Exercise requirements:
Copy every line in the stretch from the line containing "stands in this photo and return bounding boxes" through the line containing "top-left (356, 96), bottom-right (610, 252)", and increase each bounding-box coordinate by 3. Leave all other text in those lines unchanged.

Excerpts from a detection dataset
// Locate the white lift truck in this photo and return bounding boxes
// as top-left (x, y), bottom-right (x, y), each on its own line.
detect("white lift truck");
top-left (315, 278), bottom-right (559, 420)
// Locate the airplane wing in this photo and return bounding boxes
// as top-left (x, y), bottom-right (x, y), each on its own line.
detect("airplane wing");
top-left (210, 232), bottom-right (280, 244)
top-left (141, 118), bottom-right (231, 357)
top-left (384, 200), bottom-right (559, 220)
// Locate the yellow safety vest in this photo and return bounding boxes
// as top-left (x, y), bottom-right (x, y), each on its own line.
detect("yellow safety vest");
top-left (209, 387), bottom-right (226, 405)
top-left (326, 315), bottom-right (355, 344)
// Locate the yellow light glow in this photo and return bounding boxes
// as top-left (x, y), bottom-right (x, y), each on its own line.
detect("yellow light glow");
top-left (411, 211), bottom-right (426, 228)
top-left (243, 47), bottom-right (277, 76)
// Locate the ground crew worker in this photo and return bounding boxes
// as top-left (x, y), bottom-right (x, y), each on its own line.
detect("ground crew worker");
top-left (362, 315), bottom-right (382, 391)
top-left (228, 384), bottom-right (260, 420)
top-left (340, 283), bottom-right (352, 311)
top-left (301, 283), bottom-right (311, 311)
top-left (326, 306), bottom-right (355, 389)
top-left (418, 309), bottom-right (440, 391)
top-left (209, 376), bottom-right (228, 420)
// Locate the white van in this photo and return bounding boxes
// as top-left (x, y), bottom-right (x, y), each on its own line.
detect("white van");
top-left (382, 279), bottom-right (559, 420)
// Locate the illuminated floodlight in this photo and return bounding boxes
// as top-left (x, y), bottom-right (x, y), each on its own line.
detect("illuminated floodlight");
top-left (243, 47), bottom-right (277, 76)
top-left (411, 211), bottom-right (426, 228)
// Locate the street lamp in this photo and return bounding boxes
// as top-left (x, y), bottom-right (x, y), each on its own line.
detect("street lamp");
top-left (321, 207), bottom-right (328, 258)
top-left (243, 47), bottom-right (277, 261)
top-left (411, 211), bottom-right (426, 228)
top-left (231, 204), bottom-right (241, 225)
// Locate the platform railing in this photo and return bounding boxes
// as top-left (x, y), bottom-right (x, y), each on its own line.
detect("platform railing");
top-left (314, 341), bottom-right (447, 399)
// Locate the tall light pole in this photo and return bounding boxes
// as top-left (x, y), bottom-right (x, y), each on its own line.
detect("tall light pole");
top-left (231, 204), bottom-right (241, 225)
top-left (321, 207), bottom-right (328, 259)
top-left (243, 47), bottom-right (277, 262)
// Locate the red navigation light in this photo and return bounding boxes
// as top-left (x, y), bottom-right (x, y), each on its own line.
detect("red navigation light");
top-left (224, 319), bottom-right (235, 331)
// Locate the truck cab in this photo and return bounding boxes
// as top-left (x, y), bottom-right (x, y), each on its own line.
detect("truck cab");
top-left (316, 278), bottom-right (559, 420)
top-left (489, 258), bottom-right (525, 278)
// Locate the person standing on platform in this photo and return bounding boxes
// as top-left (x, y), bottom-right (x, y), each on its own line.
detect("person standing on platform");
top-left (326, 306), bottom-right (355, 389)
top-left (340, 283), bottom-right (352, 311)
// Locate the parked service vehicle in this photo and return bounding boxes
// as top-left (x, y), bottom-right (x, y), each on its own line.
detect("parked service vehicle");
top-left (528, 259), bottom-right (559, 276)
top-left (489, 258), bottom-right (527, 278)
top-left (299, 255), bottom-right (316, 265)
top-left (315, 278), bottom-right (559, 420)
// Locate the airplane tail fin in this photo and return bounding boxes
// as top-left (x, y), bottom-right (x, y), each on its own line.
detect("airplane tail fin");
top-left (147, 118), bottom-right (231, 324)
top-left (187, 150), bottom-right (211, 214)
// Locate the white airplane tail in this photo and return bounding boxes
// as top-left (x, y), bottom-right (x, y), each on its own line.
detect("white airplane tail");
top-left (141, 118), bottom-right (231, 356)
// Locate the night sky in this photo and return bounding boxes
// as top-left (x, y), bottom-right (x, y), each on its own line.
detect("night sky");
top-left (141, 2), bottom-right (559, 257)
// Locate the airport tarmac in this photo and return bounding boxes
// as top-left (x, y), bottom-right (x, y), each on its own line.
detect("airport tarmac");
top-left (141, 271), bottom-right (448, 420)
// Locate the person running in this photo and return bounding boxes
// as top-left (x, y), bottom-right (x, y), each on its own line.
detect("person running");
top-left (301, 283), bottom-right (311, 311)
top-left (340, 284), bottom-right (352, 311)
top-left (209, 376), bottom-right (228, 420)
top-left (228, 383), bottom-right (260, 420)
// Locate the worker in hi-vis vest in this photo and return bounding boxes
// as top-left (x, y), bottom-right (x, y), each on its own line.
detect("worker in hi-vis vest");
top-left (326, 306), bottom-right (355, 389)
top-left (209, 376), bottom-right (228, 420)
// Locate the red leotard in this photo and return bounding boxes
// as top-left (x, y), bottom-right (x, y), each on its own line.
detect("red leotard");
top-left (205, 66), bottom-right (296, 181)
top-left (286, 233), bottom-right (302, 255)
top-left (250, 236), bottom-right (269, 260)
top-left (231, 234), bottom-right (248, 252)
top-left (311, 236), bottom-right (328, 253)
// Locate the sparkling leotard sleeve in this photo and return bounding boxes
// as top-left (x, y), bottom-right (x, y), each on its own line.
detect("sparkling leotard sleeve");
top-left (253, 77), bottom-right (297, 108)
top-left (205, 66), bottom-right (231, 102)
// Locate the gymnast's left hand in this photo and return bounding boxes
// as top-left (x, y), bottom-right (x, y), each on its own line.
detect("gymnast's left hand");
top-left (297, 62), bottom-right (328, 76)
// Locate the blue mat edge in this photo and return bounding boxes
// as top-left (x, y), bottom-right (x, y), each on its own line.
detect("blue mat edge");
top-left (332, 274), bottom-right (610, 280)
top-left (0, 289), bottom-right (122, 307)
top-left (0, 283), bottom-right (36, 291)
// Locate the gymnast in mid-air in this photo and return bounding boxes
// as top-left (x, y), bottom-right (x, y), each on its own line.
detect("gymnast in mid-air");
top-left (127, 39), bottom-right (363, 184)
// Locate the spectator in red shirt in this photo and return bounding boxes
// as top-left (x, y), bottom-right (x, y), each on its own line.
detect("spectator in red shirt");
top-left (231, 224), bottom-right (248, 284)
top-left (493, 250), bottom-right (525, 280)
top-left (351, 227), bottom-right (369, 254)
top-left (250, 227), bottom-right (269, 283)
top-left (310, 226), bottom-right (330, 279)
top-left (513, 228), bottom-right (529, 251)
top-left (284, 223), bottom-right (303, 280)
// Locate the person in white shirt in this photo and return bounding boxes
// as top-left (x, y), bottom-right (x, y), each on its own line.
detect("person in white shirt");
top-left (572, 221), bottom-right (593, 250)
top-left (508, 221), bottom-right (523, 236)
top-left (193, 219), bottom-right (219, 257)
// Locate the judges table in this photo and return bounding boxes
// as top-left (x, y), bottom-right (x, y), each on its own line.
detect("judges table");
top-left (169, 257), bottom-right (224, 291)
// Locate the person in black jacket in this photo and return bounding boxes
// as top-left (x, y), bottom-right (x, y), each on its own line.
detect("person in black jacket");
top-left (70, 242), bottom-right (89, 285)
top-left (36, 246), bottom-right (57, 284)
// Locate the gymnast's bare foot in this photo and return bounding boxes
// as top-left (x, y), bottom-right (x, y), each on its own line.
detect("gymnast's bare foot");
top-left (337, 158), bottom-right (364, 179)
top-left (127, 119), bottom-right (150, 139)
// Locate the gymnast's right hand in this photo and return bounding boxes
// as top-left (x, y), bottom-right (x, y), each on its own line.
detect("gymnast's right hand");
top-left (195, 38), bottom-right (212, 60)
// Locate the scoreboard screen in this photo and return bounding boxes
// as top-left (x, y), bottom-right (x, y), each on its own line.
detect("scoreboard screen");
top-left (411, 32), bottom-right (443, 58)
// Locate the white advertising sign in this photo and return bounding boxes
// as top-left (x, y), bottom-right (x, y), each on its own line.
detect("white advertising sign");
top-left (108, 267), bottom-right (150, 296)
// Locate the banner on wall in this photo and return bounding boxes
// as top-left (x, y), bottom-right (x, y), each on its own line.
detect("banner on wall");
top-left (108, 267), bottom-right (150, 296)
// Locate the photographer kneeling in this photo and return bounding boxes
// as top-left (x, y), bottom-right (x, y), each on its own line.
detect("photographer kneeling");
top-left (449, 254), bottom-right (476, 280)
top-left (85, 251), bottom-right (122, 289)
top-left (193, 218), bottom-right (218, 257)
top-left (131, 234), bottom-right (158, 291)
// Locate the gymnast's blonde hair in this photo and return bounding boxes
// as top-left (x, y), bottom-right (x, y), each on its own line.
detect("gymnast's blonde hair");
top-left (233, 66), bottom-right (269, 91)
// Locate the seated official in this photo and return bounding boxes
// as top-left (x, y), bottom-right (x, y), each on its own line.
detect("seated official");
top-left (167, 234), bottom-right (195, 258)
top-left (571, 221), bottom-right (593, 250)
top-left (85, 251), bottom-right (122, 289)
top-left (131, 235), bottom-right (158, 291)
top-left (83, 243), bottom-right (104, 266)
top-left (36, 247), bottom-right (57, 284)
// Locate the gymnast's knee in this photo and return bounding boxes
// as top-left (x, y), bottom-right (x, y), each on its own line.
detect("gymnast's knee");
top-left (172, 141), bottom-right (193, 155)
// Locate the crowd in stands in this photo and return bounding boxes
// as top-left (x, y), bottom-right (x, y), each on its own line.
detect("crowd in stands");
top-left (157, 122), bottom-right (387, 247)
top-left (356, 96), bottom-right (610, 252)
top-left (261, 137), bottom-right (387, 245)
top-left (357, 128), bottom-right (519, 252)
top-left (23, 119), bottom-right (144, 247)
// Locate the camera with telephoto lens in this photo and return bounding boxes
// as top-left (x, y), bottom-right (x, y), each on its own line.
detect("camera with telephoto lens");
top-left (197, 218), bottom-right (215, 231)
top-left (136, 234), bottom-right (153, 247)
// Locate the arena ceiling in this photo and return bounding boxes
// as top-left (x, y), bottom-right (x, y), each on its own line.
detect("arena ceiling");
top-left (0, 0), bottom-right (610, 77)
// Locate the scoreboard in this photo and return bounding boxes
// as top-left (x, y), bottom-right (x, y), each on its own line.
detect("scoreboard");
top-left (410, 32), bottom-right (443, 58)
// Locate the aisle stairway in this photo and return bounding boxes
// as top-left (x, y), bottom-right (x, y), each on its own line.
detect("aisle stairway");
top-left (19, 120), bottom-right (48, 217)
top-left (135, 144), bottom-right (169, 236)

---

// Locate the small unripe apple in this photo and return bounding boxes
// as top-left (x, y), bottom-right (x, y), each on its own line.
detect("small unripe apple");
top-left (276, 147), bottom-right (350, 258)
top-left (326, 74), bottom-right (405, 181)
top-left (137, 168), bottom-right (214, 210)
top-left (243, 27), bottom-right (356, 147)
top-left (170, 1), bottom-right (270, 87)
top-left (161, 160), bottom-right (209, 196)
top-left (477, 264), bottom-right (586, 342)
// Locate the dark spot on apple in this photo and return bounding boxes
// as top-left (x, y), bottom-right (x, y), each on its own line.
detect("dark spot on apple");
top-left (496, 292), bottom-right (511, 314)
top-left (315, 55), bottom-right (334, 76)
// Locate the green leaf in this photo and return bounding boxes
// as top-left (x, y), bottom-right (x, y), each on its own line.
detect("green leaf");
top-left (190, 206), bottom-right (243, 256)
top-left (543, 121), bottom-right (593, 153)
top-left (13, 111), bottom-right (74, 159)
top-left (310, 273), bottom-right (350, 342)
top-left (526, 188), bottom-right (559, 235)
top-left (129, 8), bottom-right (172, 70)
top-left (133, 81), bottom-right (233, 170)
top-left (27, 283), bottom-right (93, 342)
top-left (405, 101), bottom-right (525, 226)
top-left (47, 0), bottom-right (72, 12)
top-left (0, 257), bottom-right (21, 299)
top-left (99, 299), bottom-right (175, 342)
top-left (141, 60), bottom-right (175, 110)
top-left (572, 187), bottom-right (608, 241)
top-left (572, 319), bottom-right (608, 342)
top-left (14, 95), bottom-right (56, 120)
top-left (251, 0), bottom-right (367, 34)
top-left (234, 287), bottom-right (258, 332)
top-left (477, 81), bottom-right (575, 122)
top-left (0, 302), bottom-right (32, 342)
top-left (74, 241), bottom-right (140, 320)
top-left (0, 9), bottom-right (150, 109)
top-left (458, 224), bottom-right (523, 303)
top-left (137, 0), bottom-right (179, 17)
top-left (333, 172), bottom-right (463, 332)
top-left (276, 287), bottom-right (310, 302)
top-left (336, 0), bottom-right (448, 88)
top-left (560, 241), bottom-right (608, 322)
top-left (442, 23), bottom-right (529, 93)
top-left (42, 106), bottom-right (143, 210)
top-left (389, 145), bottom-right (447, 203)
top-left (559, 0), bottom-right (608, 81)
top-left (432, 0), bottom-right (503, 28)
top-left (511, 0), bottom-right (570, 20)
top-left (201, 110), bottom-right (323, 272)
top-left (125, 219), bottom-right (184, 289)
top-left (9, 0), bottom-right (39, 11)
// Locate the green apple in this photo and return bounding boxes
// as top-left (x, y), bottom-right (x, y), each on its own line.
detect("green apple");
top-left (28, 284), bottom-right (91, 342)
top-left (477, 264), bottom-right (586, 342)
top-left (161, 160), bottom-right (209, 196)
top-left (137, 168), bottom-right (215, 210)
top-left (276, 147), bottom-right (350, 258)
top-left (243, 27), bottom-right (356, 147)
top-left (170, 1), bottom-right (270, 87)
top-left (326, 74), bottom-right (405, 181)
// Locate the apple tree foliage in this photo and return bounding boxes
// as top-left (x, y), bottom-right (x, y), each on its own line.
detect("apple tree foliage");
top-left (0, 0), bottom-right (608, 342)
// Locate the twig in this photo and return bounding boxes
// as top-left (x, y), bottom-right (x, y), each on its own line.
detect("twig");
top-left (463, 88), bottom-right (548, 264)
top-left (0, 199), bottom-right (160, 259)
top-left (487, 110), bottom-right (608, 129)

...

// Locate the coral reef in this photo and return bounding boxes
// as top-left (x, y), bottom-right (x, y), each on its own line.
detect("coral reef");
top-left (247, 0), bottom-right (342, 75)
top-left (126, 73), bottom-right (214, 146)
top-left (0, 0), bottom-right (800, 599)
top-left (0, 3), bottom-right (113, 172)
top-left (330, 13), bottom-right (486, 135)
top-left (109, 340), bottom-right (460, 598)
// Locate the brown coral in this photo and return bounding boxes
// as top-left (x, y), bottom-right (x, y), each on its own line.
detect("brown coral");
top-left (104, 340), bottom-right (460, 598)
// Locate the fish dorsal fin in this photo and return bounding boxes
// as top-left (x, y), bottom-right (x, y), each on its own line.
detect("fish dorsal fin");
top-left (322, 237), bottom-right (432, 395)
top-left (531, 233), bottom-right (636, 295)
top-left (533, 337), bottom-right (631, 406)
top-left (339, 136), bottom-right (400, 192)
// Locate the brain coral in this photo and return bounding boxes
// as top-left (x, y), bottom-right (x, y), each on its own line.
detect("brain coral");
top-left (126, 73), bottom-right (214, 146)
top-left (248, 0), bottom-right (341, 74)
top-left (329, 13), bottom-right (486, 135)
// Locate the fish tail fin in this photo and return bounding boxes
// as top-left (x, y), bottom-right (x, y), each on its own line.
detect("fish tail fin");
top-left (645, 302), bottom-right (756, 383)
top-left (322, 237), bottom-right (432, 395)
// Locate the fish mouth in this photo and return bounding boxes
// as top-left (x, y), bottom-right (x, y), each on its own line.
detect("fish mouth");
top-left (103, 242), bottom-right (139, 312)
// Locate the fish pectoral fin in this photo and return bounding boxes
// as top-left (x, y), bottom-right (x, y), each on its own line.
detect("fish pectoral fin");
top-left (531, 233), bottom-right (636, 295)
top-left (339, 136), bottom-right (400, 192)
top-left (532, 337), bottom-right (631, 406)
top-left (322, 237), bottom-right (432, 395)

The response:
// Locate the crowd in stands in this photo and return bounding boxes
// as top-left (x, y), bottom-right (x, y), each on its own line.
detect("crowd in stands");
top-left (160, 125), bottom-right (390, 250)
top-left (359, 99), bottom-right (613, 255)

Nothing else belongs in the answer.